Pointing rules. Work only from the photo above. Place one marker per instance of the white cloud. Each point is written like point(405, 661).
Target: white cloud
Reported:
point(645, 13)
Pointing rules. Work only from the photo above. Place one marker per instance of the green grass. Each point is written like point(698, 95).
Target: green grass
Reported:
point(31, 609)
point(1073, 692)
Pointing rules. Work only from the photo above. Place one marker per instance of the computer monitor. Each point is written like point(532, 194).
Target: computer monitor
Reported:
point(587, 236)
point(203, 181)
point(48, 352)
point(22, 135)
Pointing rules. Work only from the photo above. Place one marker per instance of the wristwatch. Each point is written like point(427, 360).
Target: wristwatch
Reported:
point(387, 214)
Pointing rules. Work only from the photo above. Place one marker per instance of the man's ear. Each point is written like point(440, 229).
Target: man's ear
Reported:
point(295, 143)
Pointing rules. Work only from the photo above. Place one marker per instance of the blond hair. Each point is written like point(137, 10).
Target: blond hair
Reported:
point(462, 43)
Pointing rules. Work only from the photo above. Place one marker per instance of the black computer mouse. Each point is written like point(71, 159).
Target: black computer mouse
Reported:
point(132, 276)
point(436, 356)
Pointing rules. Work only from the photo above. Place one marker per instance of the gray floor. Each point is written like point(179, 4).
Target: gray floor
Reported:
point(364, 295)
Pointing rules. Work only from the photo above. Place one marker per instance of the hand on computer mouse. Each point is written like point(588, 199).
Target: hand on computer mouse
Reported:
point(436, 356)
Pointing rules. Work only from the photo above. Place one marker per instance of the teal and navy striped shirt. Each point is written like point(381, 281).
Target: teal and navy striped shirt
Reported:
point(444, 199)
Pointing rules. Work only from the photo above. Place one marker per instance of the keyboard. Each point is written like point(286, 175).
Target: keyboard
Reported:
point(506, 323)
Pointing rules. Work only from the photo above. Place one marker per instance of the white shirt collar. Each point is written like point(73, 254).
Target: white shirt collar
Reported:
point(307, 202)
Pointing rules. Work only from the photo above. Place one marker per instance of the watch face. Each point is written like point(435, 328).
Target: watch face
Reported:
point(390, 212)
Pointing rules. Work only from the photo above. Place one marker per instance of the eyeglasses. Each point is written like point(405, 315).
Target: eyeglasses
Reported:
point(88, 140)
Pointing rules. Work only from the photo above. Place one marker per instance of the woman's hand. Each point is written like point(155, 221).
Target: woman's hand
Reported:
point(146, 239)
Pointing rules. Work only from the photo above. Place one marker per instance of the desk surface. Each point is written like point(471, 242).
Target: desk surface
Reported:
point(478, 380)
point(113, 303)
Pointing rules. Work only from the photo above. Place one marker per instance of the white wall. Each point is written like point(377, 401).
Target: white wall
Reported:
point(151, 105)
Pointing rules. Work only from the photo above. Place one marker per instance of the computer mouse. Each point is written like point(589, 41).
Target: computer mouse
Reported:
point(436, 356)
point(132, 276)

TASK DIRECTIONS: Without altering a single word, repeat the material.

YOUR SOLUTION:
Pointing rules. Work only from the photo above. Place one marker per instance of the white cloud. Each point is written like point(405, 661).
Target: white cloud
Reported:
point(645, 13)
Pointing rules. Work only from the photo above. Place one marker per instance of the green grass. Each point is written like point(698, 95).
Target: green grass
Reported:
point(31, 609)
point(1073, 692)
Pointing rules. Work only from the photo above. Place one marker per instance of the computer monitor. Each point is written like point(532, 194).
Target: computer monitor
Reported:
point(587, 236)
point(203, 181)
point(48, 352)
point(22, 135)
Pointing rules. Work only from the photo above. Place one marker per instance of the wristwatch. Each point is written like point(427, 360).
Target: wristwatch
Reported:
point(387, 214)
Pointing rules. Work only from the photo above. Place one marker per instance of the man's ear. Each point is written like point(440, 229).
Target: man's ear
Reported:
point(295, 143)
Pointing rules. Work only from the photo above. Place one marker per instance of the blond hair. Each point is written like point(137, 10).
Target: blond hair
Reported:
point(462, 43)
Pointing rules. Work only from the photo above. Place one marker per instance of the black computer mouse. Each point is written like point(71, 159).
Target: black computer mouse
Reported:
point(132, 276)
point(436, 356)
Pointing rules. Work only from the photo above. Place one marker per instance of the gray floor. Each point is written like point(179, 4).
Target: gray floor
Reported:
point(364, 295)
Pointing rules. Work only from the photo above. Place one marker per instance of the hand on computer mouse. Each point is written like point(588, 199).
Target: hand on computer mouse
Reported:
point(436, 356)
Pointing rules. Work only from the photo above. Place one marker per instance of the teal and navy striped shirt. Each point is written like point(381, 281).
Target: teal and navy striped shirt
Reported:
point(444, 199)
Pointing rules. Work only from the photo above. Place one marker per instance of the keyboard. Each point is written like point(286, 175).
Target: keyboard
Reported:
point(506, 323)
Pointing rules. Work only from the photo above. Place one marker per instance of the white shirt collar. Each point is written like point(73, 254).
Target: white shirt collar
Reported:
point(307, 202)
Pointing rules. Work only from the photo above. Place one marker per instance of the watch face. Each point is written like point(435, 328).
Target: watch face
Reported:
point(390, 212)
Pointing rules. Work only from the photo above. Place one marker per instance of the eyeglasses. Each point is written like point(405, 315).
Target: eyeglasses
Reported:
point(88, 140)
Pointing rules. Work only from the photo above. Place one marker per instance of the woman's hand. Each point is written like point(155, 221).
Target: woman's hand
Reported:
point(146, 239)
Pointing rules. Work only from the photo above. Place one marker per instance of the desk surface. Each point is written like point(471, 242).
Target: desk surface
Reported:
point(478, 380)
point(113, 303)
Pointing rules. Work only from the photo above. Place one marker per instance of the white wall. Each point is written like point(377, 401).
Target: white wall
Reported:
point(151, 105)
Pointing rules. Work only from the photo above. Place one marker per instance of the computer mouse. Each point is written like point(589, 41).
Target: computer mouse
Reported:
point(436, 356)
point(132, 276)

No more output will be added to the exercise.